PROMPT 1
In the recordable DVD article, by what year does Ricoh plan to produce a recordable DVD drive?
PROMPT 2
Edit the recordable DVD article's passage between "The apparent lack" and "Toshiba, and Hitachi.", inclusive, changing "confused" to "misled".
PROMPT 3
According to the recordable DVD article, why is having two incompatible recordable DVD formats bad news for the market?
Begin SOURCE
Ricoh is developing a storage system that will use a new method for recordable DVD.

Ricoh is developing a large-capacity storage system that will use a new method for recordable DVD, signaling that the market for such drives might splinter into two camps with incompatible technologies.

Ricoh is planning to produce a recordable DVD drive by 2001 that could store 4.7GB of information. The company says it will join Sony, Philips Electronics and Hewlett-Packard (HWP) in using a new recordable DVD storage technology, according to a report in the Nihon Keizai Shimbun, Japan's largest business daily.

The new technology will compete with the DVD-RAM format previously agreed upon by an industry consortium. DVD-RAM drives would allow users to both record and read data, while DVD-ROM technology only permits the reading, or playback, of data.

The apparent lack of a standard for recordable DVD won't affect agreements on any other DVD formats, including DVD-ROM, but having two incompatible formats isn't good news for the market because users could become confused, Tom O'Reilly, editor and senior analyst for the DVD Report, said in an earlier interview.

Sony revealed earlier this week that the company has no intention of developing products for DVD-RAM, the format it had worked on with other major electronic equipment makers, including Matsushita Electric, Toshiba, and Hitachi.

The move might allow Sony and Philips to gather more royalties on patents on the technology if it becomes a market standard. If they were to sell DVD-RAM drives, the ten companies in the industry consortium would share royalties.
End SOURCE
Begin DATASET CONTENT
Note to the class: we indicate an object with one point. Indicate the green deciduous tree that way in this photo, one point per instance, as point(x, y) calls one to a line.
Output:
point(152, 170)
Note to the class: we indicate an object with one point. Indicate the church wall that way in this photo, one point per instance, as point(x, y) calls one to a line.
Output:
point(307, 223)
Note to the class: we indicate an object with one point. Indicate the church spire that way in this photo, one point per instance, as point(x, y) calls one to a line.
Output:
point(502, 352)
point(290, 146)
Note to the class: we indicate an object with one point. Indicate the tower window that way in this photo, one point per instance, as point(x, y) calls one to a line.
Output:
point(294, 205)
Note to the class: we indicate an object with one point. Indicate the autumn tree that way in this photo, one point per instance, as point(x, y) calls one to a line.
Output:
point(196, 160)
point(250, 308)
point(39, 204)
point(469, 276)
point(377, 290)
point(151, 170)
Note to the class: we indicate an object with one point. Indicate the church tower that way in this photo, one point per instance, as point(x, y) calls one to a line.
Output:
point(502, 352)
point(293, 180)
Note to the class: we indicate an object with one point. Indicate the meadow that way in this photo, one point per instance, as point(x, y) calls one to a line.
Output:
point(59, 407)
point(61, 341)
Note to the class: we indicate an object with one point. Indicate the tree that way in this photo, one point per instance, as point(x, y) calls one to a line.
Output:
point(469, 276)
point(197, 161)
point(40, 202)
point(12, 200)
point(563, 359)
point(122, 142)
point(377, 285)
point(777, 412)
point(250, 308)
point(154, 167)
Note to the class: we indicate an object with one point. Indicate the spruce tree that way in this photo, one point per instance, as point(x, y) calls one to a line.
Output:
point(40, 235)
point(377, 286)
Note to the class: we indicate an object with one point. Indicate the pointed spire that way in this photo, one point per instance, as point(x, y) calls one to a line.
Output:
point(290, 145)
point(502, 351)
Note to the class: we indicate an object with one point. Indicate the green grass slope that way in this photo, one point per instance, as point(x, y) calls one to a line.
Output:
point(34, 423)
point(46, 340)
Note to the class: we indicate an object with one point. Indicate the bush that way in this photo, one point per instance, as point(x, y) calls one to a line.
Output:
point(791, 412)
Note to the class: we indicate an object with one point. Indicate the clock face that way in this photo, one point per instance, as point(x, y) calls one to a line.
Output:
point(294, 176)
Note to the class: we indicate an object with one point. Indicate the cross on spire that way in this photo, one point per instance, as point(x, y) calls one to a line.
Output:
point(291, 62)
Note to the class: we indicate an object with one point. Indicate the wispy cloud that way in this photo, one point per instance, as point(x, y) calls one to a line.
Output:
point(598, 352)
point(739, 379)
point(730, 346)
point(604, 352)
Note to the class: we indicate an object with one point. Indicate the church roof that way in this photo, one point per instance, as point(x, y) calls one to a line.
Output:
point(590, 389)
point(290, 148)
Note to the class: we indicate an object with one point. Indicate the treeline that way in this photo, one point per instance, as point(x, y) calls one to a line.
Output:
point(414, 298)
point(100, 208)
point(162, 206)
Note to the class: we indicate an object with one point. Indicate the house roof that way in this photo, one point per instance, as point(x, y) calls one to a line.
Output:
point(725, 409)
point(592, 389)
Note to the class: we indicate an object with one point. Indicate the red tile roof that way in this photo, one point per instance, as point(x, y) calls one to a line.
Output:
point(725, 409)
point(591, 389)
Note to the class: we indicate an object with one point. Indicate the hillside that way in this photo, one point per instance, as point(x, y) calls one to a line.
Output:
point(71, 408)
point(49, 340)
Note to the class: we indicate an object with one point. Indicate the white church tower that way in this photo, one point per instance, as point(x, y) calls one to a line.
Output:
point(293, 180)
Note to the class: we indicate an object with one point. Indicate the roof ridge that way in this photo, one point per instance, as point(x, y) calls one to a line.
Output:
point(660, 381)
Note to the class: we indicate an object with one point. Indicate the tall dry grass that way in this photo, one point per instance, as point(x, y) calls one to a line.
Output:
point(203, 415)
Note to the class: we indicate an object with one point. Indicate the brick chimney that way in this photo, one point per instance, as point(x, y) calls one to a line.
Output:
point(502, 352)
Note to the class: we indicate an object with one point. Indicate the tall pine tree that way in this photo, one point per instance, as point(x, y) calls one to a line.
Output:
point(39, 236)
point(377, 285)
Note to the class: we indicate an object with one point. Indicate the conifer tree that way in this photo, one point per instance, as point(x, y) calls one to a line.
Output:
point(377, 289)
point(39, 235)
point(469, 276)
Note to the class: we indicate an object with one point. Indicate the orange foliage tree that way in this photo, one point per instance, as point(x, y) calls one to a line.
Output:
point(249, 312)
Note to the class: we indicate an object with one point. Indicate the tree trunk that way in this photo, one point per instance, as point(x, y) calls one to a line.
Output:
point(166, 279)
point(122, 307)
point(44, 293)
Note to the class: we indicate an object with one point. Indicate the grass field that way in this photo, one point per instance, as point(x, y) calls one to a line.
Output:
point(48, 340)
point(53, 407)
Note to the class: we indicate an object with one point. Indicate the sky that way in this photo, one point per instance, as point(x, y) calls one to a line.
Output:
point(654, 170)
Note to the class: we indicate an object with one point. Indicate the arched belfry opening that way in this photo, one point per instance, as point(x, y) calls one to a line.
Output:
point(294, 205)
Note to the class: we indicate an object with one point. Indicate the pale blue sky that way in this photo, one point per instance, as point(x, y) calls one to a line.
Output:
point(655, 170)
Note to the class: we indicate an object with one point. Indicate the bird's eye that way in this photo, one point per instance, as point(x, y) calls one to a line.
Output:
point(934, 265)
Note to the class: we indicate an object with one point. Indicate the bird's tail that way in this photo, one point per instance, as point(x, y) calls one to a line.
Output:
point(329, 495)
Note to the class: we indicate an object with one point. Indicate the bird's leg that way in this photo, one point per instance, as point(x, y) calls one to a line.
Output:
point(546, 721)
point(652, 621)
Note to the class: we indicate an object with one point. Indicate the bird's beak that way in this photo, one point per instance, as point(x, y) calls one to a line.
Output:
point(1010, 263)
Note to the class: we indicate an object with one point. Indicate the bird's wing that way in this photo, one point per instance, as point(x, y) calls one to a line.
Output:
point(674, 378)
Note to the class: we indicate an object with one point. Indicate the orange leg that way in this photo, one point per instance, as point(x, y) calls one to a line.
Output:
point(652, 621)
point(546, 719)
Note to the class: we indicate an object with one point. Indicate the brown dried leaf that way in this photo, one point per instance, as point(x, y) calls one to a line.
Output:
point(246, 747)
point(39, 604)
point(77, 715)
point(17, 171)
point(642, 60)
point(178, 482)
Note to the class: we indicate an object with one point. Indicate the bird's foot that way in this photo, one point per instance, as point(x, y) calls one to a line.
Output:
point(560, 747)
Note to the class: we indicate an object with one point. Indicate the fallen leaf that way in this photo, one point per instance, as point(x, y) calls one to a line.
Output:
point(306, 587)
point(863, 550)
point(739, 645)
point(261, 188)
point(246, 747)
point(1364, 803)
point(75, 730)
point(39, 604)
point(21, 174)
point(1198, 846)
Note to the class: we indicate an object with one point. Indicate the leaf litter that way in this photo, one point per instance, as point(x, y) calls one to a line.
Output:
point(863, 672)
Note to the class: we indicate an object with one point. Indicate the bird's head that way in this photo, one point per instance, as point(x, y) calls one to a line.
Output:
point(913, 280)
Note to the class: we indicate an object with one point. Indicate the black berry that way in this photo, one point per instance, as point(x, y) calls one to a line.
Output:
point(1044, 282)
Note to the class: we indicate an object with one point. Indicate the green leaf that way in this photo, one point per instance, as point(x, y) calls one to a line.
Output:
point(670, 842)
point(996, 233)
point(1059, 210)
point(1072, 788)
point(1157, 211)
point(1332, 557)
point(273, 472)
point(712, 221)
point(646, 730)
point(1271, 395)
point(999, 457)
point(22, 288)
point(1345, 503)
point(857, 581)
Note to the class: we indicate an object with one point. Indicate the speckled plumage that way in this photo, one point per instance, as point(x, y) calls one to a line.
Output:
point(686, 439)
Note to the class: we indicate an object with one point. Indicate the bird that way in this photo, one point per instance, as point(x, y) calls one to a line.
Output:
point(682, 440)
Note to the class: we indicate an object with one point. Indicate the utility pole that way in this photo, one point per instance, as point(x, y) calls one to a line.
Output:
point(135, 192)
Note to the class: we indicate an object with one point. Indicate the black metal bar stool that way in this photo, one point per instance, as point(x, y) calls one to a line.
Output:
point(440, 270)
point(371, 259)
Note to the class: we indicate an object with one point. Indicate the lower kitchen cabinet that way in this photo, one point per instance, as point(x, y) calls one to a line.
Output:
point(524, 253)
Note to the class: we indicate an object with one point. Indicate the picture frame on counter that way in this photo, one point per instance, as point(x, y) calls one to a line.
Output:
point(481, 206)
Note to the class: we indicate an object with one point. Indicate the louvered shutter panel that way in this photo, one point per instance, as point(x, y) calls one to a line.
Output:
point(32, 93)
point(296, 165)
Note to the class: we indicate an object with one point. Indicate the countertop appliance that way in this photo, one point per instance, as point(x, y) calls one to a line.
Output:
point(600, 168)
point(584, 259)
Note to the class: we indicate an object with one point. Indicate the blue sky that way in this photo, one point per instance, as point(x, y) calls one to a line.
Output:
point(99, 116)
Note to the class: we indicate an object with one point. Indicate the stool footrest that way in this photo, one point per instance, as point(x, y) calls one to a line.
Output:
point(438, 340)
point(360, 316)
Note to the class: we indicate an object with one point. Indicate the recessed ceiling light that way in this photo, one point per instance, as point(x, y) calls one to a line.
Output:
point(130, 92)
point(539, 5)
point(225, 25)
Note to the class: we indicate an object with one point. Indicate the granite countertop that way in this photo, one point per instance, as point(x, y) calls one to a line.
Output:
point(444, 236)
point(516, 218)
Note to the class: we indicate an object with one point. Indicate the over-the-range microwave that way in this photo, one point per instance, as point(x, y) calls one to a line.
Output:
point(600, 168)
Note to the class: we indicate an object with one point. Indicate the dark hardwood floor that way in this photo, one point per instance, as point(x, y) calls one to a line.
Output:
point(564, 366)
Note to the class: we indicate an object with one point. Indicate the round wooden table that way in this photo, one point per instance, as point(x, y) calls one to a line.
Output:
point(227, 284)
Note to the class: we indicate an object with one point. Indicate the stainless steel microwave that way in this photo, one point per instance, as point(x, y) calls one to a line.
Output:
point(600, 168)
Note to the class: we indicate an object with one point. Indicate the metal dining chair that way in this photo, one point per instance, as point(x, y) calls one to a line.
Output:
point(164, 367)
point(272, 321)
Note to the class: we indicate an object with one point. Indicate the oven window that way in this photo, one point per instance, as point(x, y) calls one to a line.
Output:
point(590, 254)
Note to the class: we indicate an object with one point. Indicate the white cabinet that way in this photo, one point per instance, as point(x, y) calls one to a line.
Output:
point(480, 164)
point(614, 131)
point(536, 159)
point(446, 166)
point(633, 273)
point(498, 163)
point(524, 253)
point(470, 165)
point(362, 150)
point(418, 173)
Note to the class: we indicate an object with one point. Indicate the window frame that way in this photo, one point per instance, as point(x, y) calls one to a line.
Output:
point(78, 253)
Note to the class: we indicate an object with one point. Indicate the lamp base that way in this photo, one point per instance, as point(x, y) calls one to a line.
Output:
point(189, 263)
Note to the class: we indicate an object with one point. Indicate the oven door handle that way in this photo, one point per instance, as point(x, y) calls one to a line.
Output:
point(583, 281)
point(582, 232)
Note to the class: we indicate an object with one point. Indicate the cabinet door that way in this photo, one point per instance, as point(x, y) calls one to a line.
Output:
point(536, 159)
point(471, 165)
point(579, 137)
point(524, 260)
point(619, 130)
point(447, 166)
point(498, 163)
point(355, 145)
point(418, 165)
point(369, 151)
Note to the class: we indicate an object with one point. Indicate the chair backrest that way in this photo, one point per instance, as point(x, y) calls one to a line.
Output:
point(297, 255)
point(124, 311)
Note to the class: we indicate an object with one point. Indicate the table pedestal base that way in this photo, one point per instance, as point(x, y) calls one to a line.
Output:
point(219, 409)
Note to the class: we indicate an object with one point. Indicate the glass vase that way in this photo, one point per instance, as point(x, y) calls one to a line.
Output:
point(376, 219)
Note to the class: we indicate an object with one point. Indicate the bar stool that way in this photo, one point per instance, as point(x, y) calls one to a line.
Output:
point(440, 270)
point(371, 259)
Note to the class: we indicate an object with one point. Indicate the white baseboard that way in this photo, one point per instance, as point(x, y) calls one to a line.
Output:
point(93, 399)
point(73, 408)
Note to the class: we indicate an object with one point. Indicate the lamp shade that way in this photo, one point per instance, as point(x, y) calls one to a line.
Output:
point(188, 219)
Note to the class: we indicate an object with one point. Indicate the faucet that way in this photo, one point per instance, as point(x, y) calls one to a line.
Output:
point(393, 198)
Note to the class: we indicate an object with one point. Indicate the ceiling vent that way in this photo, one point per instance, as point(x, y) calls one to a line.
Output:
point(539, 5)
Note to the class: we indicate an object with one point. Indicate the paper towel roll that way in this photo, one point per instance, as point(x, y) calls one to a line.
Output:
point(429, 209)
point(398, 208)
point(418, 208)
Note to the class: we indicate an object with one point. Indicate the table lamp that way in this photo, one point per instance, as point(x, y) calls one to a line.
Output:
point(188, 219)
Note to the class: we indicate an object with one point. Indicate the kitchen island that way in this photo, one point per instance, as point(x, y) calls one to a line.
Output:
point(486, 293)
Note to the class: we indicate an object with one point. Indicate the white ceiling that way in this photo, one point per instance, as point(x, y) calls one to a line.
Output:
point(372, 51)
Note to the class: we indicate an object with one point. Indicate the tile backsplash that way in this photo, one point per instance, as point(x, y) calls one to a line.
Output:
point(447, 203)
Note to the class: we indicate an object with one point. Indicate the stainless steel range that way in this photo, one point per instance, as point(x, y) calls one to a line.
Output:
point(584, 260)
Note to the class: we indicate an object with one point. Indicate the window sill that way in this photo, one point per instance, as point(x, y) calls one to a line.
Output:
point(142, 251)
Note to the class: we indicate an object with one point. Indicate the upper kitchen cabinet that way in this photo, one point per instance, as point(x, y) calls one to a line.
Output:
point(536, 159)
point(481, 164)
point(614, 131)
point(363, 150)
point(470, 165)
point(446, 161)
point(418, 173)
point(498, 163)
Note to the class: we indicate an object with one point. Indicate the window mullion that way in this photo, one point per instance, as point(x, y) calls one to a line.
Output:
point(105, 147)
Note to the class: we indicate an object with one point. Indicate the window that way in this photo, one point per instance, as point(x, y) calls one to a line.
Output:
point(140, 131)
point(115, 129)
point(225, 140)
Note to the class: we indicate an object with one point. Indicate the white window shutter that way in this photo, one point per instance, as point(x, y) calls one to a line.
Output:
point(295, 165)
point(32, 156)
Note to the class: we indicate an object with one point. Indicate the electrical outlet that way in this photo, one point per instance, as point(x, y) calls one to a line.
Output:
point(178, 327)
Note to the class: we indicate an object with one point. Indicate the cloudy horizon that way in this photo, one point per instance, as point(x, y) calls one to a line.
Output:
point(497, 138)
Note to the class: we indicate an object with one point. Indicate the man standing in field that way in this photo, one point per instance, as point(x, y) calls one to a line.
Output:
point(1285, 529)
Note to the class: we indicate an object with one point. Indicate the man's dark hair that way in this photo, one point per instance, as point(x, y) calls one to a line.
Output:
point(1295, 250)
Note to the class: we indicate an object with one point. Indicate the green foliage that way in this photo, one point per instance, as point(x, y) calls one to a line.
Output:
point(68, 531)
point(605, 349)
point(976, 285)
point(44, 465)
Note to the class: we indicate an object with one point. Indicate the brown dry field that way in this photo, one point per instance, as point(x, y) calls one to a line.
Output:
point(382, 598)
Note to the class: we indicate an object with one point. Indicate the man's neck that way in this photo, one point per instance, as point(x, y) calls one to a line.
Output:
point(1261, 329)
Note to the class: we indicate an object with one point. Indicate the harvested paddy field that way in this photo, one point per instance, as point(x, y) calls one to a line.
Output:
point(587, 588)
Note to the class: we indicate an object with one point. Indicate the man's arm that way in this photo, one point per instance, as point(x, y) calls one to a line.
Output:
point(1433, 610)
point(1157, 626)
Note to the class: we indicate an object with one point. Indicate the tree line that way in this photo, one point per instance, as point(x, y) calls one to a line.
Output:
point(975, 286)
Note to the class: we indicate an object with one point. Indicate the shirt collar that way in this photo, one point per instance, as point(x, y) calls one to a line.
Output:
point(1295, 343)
End DATASET CONTENT
CORRECT OUTPUT 1
By 2001.

CORRECT OUTPUT 2
The apparent lack of a standard for recordable DVD won't affect agreements on any other DVD formats, including DVD-ROM, but having two incompatible formats isn't good news for the market because users could become misled, Tom O'Reilly, editor and senior analyst for the DVD Report, said in an earlier interview.

Sony revealed earlier this week that the company has no intention of developing products for DVD-RAM, the format it had worked on with other major electronic equipment makers, including Matsushita Electric, Toshiba, and Hitachi.

CORRECT OUTPUT 3
Users could become confused. Tom O'Reilly, editor and senior analyst for the DVD Report, made this point.